DOLE: Lockdowns could derail employment gains

Another round of lockdowns could derail the country’s efforts to bring down local unemployment rate back to its pre-pandemic levels, according to the Department of Labor and Employment (DOLE).

Labor Assistant Secretary Dominique R. Tutay disclosed they are currently monitoring the possible escalation of the alert level in Metro Manila and other parts of the country amid a report rise in Covid-19 cases in the said areas.

She said any escalation in the alert level could affect the country’s recovery efforts.

“I do hope we don’t go back to [Alert] Level 2 or 3 because currently there are discussions that said alert levels may be reimposed,” Tutay said in a virtual forum last Monday for the 40th anniversary of the DOLE’s Bureau of Local Employment (BLE).

“We hope there will be no such [escalation] since we want the economy to continue to remain open,” she added.

The Department of Health (DOH) reported 4,634 new Covid-19 cases from June 20 to 26, 2022, which translates to 662 cases per day, or a 53 percent jumps compared to the previous week.

Currently, the National Capital Region and most parts of the country are already under Alert Level 1 where establishments and public transportation are allowed to operate at full capacity.

In areas where there are higher alert levels, business operations and public transportation are restricted to minimize the spread of infection.

Improving figures

BLE said the unemployment rate started to slow down last year reaching 7.3 percent from a whopping 10.3 percent in 2020 following the onset of the Covid-19 crisis.

This after the government started to ease movement and quarantine restrictions.

BLE also noted that total employment nationwide in 2022 already reached 44 million, which was higher compared to the 42.4 million during the pre-pandemic period.

Tutay said DOLE is currently proposing measures to the next administration, which could further boost the pandemic recovery of the labor market.

Among their proposed initiatives will be the continuation of the government’s infrastructure projects as well as expanding the implementation of their Government Internship Program (GIP).

Higher budget

Under GIP, BLE in partnership with national or local governments, provide internship opportunities for three to six months to selected high school, technical vocational or college student beneficiaries.

Tutay noted no less than the National Economic and Development Authority recognized the importance of the program, especially during the pandemic, which greatly reduced internship opportunities for students.

“They see the value of the program to provide skills and also for the learners to be able to acquire experience because we know that in the last two years, there are no such opportunities for them to do so,” Tutay said.

The labor official said they hope to be able to increase the current GIP budget of P600 million to about a billion for next year.

Digital opportunities

Tutay said they are also banking on the policy pronouncement of President-elect Ferdinand “Bongbong” R. Marcos Jr. to improve the country’s digital infrastructure and policies to generate more employment opportunities.

“Employment nowadays goes beyond borders. You can have opportunities abroad using the online platform,” she added.

This was apparent from the rising in-demand jobs in the last two years, which now includes cyber security specialist, digital marketer, user interface designer, front end web developers, software developer, according to DOLE.

However, Tutay said, many are still unable to have access to such virtual jobs due to lack of access to the Internet.

“We have to make sure to bring such infrastructure to the farthest corner of the country so jobseekers who cannot travel to urban areas will have such opportunities,” Tutay said.

The digital infrastructures, she said, should be accompanied by the necessary policies to protect the rights of online workers, who usually have overseas employers.

“Many become victims of such employment facilitation, which is being done outside the policies of the government. So these workers should be protected,” Tutay said.

• [PROBLEMS AND TASKS]:
1) In the article on lockdowns and employment, what did the Bureau of Local Employment give as the unemployment rate in 2020?
2) Copy the passage of the article on lockdowns and employment from "DOLE: Lockdowns could" up to and including "and Employment (DOLE).".

• [ENTRIES SUPPLIED]:

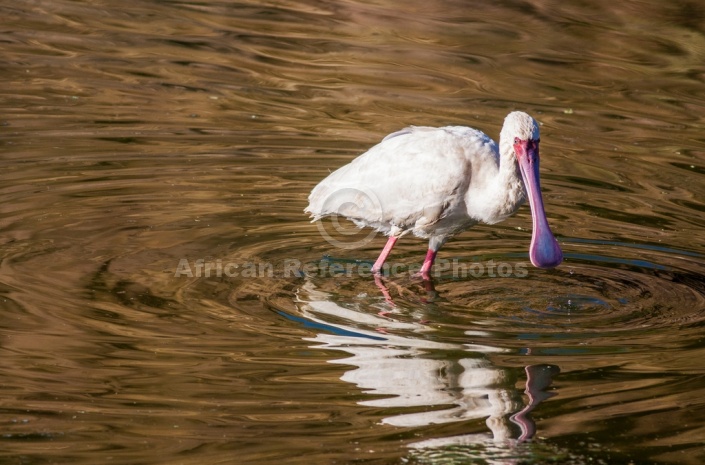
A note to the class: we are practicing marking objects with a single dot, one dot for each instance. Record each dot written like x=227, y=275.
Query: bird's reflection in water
x=414, y=371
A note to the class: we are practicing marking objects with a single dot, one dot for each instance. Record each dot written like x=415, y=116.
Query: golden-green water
x=163, y=298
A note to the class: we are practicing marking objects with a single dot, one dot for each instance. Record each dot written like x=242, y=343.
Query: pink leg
x=427, y=264
x=377, y=267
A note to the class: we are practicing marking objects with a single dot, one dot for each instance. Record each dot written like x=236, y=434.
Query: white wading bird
x=437, y=182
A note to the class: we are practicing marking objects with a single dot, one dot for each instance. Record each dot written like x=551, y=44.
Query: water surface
x=165, y=300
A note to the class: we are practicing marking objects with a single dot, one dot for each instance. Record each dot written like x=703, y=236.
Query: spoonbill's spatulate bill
x=437, y=182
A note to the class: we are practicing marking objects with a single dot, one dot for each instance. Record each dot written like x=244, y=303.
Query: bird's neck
x=508, y=187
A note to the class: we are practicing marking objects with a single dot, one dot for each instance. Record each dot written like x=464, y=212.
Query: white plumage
x=437, y=182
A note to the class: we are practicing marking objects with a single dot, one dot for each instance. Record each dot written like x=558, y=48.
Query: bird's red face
x=544, y=251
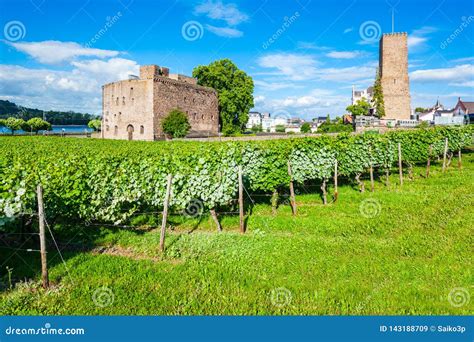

• [EXERCISE RESULTS]:
1) 10.3 percent

2)
DOLE: Lockdowns could derail employment gains

Another round of lockdowns could derail the country’s efforts to bring down local unemployment rate back to its pre-pandemic levels, according to the Department of Labor and Employment (DOLE).